Description of the task | Transcribe the records verbatim, images excluded.

[Dataset records]
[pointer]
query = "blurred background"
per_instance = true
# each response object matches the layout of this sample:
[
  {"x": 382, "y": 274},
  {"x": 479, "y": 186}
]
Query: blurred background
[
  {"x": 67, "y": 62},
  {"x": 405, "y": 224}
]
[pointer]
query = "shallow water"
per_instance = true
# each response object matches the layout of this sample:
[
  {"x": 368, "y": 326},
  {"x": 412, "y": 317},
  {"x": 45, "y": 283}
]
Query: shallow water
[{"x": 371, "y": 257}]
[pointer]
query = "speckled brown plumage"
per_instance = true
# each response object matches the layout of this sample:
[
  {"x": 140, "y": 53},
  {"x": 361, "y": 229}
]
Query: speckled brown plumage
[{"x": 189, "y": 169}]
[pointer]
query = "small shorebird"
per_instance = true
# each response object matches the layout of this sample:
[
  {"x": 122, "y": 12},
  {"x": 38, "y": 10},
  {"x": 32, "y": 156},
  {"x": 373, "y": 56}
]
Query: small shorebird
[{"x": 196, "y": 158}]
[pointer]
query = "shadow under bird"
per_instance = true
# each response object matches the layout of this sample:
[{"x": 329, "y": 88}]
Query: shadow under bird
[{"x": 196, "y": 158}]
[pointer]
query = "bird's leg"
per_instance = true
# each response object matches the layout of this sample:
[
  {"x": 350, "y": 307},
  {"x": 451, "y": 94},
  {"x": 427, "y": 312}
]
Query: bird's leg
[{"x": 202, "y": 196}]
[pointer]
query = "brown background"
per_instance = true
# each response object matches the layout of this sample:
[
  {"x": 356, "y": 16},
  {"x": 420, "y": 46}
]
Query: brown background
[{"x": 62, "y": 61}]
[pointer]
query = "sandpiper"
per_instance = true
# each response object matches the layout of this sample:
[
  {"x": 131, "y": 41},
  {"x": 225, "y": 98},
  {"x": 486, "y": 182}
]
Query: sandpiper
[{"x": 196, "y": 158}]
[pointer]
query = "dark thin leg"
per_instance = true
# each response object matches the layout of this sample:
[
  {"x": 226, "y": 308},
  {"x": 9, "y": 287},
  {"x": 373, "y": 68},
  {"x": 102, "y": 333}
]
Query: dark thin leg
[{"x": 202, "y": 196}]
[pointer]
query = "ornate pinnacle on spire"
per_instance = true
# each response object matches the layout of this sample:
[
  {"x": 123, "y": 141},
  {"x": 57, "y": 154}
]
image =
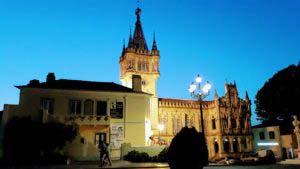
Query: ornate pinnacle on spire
[
  {"x": 246, "y": 96},
  {"x": 154, "y": 50},
  {"x": 123, "y": 50},
  {"x": 216, "y": 95},
  {"x": 130, "y": 41},
  {"x": 139, "y": 40}
]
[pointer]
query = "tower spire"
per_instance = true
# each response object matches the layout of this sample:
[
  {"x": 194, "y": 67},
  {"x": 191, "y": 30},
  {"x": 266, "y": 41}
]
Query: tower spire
[
  {"x": 154, "y": 50},
  {"x": 139, "y": 40},
  {"x": 246, "y": 96}
]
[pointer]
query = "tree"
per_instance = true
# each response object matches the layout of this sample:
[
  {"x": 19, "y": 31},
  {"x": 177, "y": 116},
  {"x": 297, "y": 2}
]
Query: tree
[
  {"x": 188, "y": 150},
  {"x": 31, "y": 142},
  {"x": 278, "y": 99}
]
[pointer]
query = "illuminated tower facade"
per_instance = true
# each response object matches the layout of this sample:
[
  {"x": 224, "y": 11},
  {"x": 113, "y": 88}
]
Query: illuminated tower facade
[{"x": 137, "y": 59}]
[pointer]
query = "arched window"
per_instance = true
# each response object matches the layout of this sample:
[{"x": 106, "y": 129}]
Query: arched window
[
  {"x": 233, "y": 123},
  {"x": 216, "y": 146},
  {"x": 244, "y": 143},
  {"x": 88, "y": 107},
  {"x": 176, "y": 125},
  {"x": 164, "y": 121},
  {"x": 235, "y": 145},
  {"x": 226, "y": 145},
  {"x": 242, "y": 123},
  {"x": 225, "y": 123},
  {"x": 213, "y": 124}
]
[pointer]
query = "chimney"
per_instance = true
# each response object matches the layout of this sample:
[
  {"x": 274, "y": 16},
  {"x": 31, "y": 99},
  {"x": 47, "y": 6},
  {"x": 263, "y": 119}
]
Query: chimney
[
  {"x": 50, "y": 78},
  {"x": 34, "y": 82},
  {"x": 136, "y": 83}
]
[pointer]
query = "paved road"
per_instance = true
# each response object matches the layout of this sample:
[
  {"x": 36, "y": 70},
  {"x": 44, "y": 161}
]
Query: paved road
[
  {"x": 252, "y": 167},
  {"x": 208, "y": 167}
]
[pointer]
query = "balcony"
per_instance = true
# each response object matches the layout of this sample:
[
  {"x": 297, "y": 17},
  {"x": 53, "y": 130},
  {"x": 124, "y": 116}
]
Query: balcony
[
  {"x": 78, "y": 119},
  {"x": 236, "y": 131},
  {"x": 88, "y": 119}
]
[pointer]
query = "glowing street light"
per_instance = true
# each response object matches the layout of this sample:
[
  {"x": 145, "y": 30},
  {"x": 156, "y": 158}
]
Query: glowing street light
[
  {"x": 160, "y": 128},
  {"x": 200, "y": 92}
]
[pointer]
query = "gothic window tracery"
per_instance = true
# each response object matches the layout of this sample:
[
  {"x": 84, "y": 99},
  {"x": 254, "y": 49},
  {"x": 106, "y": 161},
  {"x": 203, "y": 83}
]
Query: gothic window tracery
[
  {"x": 176, "y": 124},
  {"x": 216, "y": 145},
  {"x": 225, "y": 122},
  {"x": 164, "y": 121},
  {"x": 226, "y": 145},
  {"x": 130, "y": 64}
]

Response to this exercise |
[pointer]
query = "blurred background"
per_instance = true
# each response object matches the layout of this sample:
[
  {"x": 382, "y": 274},
  {"x": 479, "y": 186}
]
Query: blurred background
[
  {"x": 67, "y": 62},
  {"x": 405, "y": 224}
]
[pointer]
query = "shallow water"
per_instance = true
# each response object matches the layout of this sample:
[
  {"x": 368, "y": 326},
  {"x": 412, "y": 317},
  {"x": 45, "y": 283}
]
Query: shallow water
[{"x": 371, "y": 257}]
[pointer]
query = "speckled brown plumage"
per_instance = true
# each response object matches the layout of this sample:
[
  {"x": 140, "y": 53},
  {"x": 361, "y": 229}
]
Query: speckled brown plumage
[{"x": 189, "y": 169}]
[pointer]
query = "small shorebird"
per_instance = true
# each response object matches the layout of this sample:
[
  {"x": 122, "y": 12},
  {"x": 38, "y": 10},
  {"x": 32, "y": 156},
  {"x": 373, "y": 56}
]
Query: small shorebird
[{"x": 196, "y": 158}]
[pointer]
query = "shadow under bird"
per_instance = true
# each response object matches the layout of this sample:
[{"x": 329, "y": 88}]
Query: shadow under bird
[{"x": 196, "y": 158}]
[pointer]
query = "bird's leg"
per_instance = true
# each response object matches the layout of this sample:
[
  {"x": 350, "y": 307},
  {"x": 451, "y": 94},
  {"x": 427, "y": 312}
]
Query: bird's leg
[{"x": 202, "y": 196}]
[pointer]
query = "brown background"
per_instance = true
# each response object matches the layout of this sample:
[
  {"x": 356, "y": 16},
  {"x": 420, "y": 46}
]
Query: brown background
[{"x": 62, "y": 61}]
[pointer]
query = "sandpiper"
per_instance = true
# each response object matches the layout of this sample:
[
  {"x": 131, "y": 41},
  {"x": 225, "y": 98},
  {"x": 486, "y": 182}
]
Query: sandpiper
[{"x": 196, "y": 158}]
[pointer]
query = "dark thin leg"
per_instance = true
# each response object matches the layout of this sample:
[
  {"x": 226, "y": 308},
  {"x": 9, "y": 287},
  {"x": 373, "y": 68},
  {"x": 102, "y": 333}
]
Query: dark thin leg
[{"x": 202, "y": 196}]
[pointer]
query = "ornate pinnacle on spire"
per_instance = true
# each response object matches the layout of this sample:
[
  {"x": 123, "y": 141},
  {"x": 57, "y": 154}
]
image =
Query: ornate pinnacle on spire
[
  {"x": 246, "y": 96},
  {"x": 154, "y": 50},
  {"x": 123, "y": 50},
  {"x": 216, "y": 95},
  {"x": 130, "y": 41},
  {"x": 139, "y": 40}
]
[pointer]
query = "tower spire"
per_instance = true
# each response object matches the layout of this sample:
[
  {"x": 194, "y": 67},
  {"x": 191, "y": 30},
  {"x": 266, "y": 41}
]
Query: tower spire
[
  {"x": 154, "y": 50},
  {"x": 139, "y": 40},
  {"x": 246, "y": 96}
]
[pointer]
query = "tree"
per_instance = true
# each response object matches the layout of this sample:
[
  {"x": 19, "y": 31},
  {"x": 177, "y": 116},
  {"x": 297, "y": 2}
]
Query: tree
[
  {"x": 188, "y": 150},
  {"x": 31, "y": 142},
  {"x": 278, "y": 99}
]
[pointer]
query = "illuminated tower facade"
per_instance = true
# each response object matches the layout of this sample:
[
  {"x": 224, "y": 11},
  {"x": 113, "y": 88}
]
Query: illuminated tower facade
[{"x": 137, "y": 59}]
[pointer]
query = "arched window"
per_instance = true
# each response object matches the layout of this sample:
[{"x": 106, "y": 129}]
Query: arched window
[
  {"x": 233, "y": 123},
  {"x": 216, "y": 146},
  {"x": 244, "y": 143},
  {"x": 88, "y": 107},
  {"x": 176, "y": 125},
  {"x": 164, "y": 121},
  {"x": 235, "y": 145},
  {"x": 226, "y": 145},
  {"x": 242, "y": 123},
  {"x": 225, "y": 123},
  {"x": 213, "y": 124}
]
[pointer]
query = "chimney"
per_instance = true
# each response object matches the layout of this sample:
[
  {"x": 274, "y": 16},
  {"x": 31, "y": 99},
  {"x": 47, "y": 6},
  {"x": 263, "y": 119}
]
Query: chimney
[
  {"x": 50, "y": 78},
  {"x": 34, "y": 82},
  {"x": 136, "y": 83}
]
[pointer]
query = "paved road"
per_instance = true
# each response object matches the layout of this sample:
[
  {"x": 36, "y": 70},
  {"x": 44, "y": 161}
]
Query: paved road
[
  {"x": 252, "y": 167},
  {"x": 208, "y": 167}
]
[pointer]
query = "balcony"
per_instance = true
# each response object matches the layout of this sample:
[
  {"x": 297, "y": 17},
  {"x": 53, "y": 130},
  {"x": 124, "y": 116}
]
Query: balcony
[
  {"x": 78, "y": 119},
  {"x": 236, "y": 131},
  {"x": 88, "y": 119}
]
[pointer]
query = "glowing street light"
per_instance = true
# each response object matches the layout of this sample:
[
  {"x": 145, "y": 30},
  {"x": 156, "y": 158}
]
Query: glowing street light
[
  {"x": 160, "y": 128},
  {"x": 200, "y": 92}
]
[pointer]
query = "gothic window tracery"
per_instance = true
# each response object matches the layout of this sample:
[
  {"x": 84, "y": 99},
  {"x": 254, "y": 49},
  {"x": 106, "y": 161},
  {"x": 203, "y": 83}
]
Query: gothic window tracery
[
  {"x": 176, "y": 124},
  {"x": 216, "y": 145},
  {"x": 225, "y": 122},
  {"x": 164, "y": 121},
  {"x": 226, "y": 145},
  {"x": 130, "y": 64}
]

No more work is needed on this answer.